- [Task directions]:
Look through the lines below, find those with the word "bicycle", and copy them.

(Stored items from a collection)
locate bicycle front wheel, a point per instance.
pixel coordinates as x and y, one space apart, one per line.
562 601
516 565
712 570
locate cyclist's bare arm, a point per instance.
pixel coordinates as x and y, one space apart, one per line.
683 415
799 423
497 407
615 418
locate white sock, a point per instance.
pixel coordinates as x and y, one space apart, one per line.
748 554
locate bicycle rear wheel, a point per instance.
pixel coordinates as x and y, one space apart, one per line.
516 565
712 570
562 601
---
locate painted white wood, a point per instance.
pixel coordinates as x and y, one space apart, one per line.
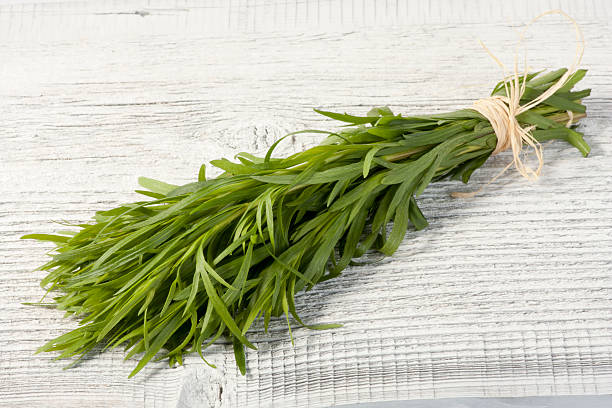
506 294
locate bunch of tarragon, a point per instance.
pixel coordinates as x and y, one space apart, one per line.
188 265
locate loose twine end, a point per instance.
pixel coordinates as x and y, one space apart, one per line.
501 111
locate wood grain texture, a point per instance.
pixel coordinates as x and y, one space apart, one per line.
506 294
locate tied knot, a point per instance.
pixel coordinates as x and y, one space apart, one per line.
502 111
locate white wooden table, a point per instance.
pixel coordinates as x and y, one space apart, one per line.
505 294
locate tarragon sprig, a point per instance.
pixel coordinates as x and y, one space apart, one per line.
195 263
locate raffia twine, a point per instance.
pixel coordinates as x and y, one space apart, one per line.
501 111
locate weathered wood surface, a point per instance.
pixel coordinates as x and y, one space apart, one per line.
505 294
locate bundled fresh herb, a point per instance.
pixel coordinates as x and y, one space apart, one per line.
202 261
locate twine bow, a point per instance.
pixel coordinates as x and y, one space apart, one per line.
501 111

- [Response below]:
locate bicycle front wheel, a point per instance.
locate bicycle rear wheel, a point per instance.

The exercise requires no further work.